[Data items]

Start

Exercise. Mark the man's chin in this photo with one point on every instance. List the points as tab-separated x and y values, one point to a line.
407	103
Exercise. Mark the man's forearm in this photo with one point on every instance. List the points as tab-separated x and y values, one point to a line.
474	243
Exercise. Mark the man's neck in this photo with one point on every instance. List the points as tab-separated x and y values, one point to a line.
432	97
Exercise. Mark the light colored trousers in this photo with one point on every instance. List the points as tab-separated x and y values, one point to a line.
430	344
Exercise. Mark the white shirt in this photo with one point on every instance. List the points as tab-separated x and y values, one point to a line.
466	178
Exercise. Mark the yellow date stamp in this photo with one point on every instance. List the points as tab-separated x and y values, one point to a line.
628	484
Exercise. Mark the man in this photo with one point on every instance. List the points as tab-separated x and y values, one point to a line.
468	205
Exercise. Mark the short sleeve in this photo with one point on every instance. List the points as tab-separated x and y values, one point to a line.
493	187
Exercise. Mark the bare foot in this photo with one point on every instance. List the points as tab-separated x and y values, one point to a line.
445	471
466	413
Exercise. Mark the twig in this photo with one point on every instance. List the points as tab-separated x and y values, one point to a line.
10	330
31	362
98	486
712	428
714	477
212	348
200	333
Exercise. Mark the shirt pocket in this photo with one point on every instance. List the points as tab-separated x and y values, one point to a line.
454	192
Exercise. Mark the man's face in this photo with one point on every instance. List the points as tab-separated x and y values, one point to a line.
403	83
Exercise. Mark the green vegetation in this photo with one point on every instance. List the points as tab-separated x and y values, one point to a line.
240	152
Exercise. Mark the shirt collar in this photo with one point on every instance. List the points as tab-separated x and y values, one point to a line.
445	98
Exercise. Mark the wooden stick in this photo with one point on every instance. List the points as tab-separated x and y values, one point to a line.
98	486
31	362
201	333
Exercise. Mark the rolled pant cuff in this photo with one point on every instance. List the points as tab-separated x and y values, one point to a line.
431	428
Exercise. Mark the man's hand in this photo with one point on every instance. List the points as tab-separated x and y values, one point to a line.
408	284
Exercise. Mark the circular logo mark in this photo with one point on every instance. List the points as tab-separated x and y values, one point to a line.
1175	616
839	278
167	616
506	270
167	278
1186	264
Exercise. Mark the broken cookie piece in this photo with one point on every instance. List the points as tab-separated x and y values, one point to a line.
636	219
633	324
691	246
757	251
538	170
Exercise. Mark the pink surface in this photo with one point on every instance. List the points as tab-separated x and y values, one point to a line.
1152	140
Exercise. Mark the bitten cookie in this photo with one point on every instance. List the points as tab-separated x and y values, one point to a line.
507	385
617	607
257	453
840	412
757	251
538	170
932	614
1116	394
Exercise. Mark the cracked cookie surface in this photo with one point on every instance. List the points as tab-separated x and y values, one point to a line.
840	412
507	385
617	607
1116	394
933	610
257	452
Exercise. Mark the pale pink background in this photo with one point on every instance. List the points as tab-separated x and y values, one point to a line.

End

PROMPT:
Rewrite the rows above as a numbered list, omitting any blank lines.

THE RESULT:
1. Exercise. Mark the man's chin in this photo with one point on every instance. List the points as tab-separated x and y values, one point to a line.
2. 407	103
3. Exercise. Mark the man's forearm in this photo with one point on every instance. List the points as tab-separated x and y values, one point to a line.
4. 474	243
5. Exercise. Mark the man's neck in this photo with one point on every instance. List the points as tab-separated x and y values, one point to a line.
6. 432	97
7. Exercise. Mark the light colored trousers in this photo with one point on every instance. List the points as tab-separated x and y values, one point to a line.
8. 430	344
9. Exercise. Mark the white shirt in this photo with one point on every instance. List the points as tab-separated x and y values, one point to a line.
10. 466	178
11. Exercise. Mark the yellow date stamp in this photo with one point on every instance. List the points as tab-separated x and y values, one point to a line.
12. 628	484
13. Exercise. Mark the man in this photo with one point on every instance. List the points as tab-separated x and y values, one point to a line.
14. 468	205
15. Exercise. Mark the short sleeve in this photo with one point on every instance. List the points as tab-separated x and y values, one point to a line.
16. 493	187
17. Exercise. Mark the bare foot in this photo with one point on every instance. List the points as tab-separated x and y values, one point to a line.
18. 445	471
19. 466	413
20. Exercise. Mark the twig in this photo with one point on every instance. List the points as tab-separated x and y values, one point to a line.
21. 10	330
22. 31	362
23. 98	486
24. 712	428
25. 714	477
26. 212	348
27. 200	333
28. Exercise. Mark the shirt pocket in this photo with one point on every instance. List the points as tab-separated x and y values, one point to a line.
29. 454	192
30. Exercise. Mark the man's face in this photo with one point on every instance. List the points as tab-separated x and y values, one point to a line.
31. 403	83
32. Exercise. Mark the green vegetation in this photo with one point on every instance. List the points as tab-separated x and y values, one point to a line.
33. 240	152
34. Exercise. Mark the shirt collar in this photo with one point on every instance. List the points as tab-separated x and y values, one point to a line.
35. 445	98
36. Exercise. Mark the wooden stick in this photo with one point on every instance. List the points as tab-separated x and y values, one point to a line.
37. 98	486
38. 31	362
39. 201	333
40. Exercise. Mark the rolled pant cuff in this photo with one point on every instance. List the points as tab-separated x and y values, one point to a line.
41. 431	428
42. Exercise. Mark the man's hand in this photo with one point on every instance. List the points as tab-separated x and y values, one point to a line.
43. 408	284
44. Exercise. Mark the circular logo mark in this photo with one point on every instance. List the points as tab-separated x and y values, one point to a line.
45. 1175	616
46. 839	278
47. 167	616
48. 506	270
49. 167	278
50. 1186	264
51. Exercise. Mark the broken cookie piece in this photo with one point on every instance. List the points as tab-separated x and y values, one point to a line.
52. 636	219
53. 633	324
54. 691	246
55. 757	251
56. 538	170
57. Exercise. Mark the pink surface in this photo with one point on every instance. List the points as tab-separated x and y values, one point to a line.
58. 1152	140
59. Exercise. Mark the bitten cookie in this photo with one point on every instance. List the points as tab-separated x and y values, one point to a line.
60. 507	385
61. 617	607
62. 257	453
63. 840	412
64. 757	251
65. 538	170
66. 932	614
67. 1116	394
68. Exercise. Mark the cracked cookie surface in this photo with one point on every instance. List the points as tab-separated x and y values, one point to a line.
69. 840	412
70. 507	385
71. 617	607
72. 1116	394
73. 933	610
74. 257	452
75. Exercise. Mark the pale pink background in this photo with one point on every instance. List the points as tab-separated x and y values, one point to a line.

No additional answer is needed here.